- Vragen en opdrachten -
- A) Neem het stuk van het tekstfragment van "4.De beoordeling" tot en met "voor te leggen." opnieuw op en vervang daarin "kantonrechter" door "rechter".
- B) Welk bedrag aan buitengerechtelijke incassokosten wordt volgens het tekstfragment gevorderd?
- C) Herschrijf de alinea in het tekstfragment die begint met "Bij de beoordeling van de onderhavige vordering" in kortere vorm en behoud de belangrijkste feiten.

- Tekstfragment -
Ondanks aanmaningen heeft [gedaagde] de factuur voor de gekochte goederen onbetaald gelaten. Dit betreft een bedrag van € 38,97 (inclusief € 1,= payment fee). [gedaagde] dient dit bedrag alsnog te betalen. Daarnaast moet zij de door Arvato geleden vermogensschade vergoeden. Die schade bestaat uit wettelijke rente (tot 9 oktober 2020 berekend op € 1,23) en buitengerechtelijke incassokosten van € 40,=. Deze schade is [gedaagde] zowel op grond van artikel 6.3 van de betalingsvoorwaarden als op grond van de wet verschuldigd.

4.De beoordeling

Inleiding
4.1.
Bij de beoordeling van de onderhavige vordering komen diverse vragen op. Deze vragen zullen hierna worden geformuleerd en toegelicht. Omdat over de antwoorden op die vragen nog geen duidelijkheid bestaat en deze vragen van belang zijn voor veel zaken die met regelmaat bij alle rechtbanken in het land zijn en worden aangebracht, is de kantonrechter voornemens deze vragen in een prejudiciële procedure aan de Hoge Raad voor te leggen.
Ambtshalve toetsing
4.2.

- Datasetrijen -
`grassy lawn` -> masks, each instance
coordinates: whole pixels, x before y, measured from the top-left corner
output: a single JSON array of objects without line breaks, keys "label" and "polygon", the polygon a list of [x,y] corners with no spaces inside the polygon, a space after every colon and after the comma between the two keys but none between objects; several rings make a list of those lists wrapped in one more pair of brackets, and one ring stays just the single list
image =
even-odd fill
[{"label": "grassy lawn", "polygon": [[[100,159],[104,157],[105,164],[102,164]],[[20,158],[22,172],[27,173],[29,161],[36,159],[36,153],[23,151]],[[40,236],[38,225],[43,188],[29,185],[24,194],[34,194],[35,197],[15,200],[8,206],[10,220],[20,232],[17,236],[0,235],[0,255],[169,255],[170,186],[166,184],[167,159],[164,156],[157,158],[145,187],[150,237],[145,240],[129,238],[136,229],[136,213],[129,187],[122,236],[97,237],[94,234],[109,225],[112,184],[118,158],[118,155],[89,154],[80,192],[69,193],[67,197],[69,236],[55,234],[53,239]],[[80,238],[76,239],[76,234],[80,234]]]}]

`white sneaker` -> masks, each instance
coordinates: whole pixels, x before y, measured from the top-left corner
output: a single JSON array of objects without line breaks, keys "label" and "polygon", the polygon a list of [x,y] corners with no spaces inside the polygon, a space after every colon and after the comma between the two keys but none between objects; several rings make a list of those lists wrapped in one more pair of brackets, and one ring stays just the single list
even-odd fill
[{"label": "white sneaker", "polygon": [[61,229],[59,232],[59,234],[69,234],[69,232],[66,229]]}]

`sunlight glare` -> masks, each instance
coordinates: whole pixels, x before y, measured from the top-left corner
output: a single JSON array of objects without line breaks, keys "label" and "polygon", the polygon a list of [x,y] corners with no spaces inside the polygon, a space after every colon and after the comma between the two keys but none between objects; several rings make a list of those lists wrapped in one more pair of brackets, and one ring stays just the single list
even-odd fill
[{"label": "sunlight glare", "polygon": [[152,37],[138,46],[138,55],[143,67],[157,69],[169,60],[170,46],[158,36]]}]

- Antwoorden -
- A)
4.De beoordeling

Inleiding
4.1.
Bij de beoordeling van de onderhavige vordering komen diverse vragen op. Deze vragen zullen hierna worden geformuleerd en toegelicht. Omdat over de antwoorden op die vragen nog geen duidelijkheid bestaat en deze vragen van belang zijn voor veel zaken die met regelmaat bij alle rechtbanken in het land zijn en worden aangebracht, is de rechter voornemens deze vragen in een prejudiciële procedure aan de Hoge Raad voor te leggen.

- B) De buitengerechtelijke incassokosten bedragen € 40,=.

- C) De vordering roept diverse vragen op, die hierna worden geformuleerd en toegelicht. De antwoorden zijn nog onduidelijk, terwijl de vragen van belang zijn voor veel zaken die regelmatig bij alle rechtbanken in het land worden aangebracht. Daarom wil de kantonrechter ze in een prejudiciële procedure aan de Hoge Raad voorleggen.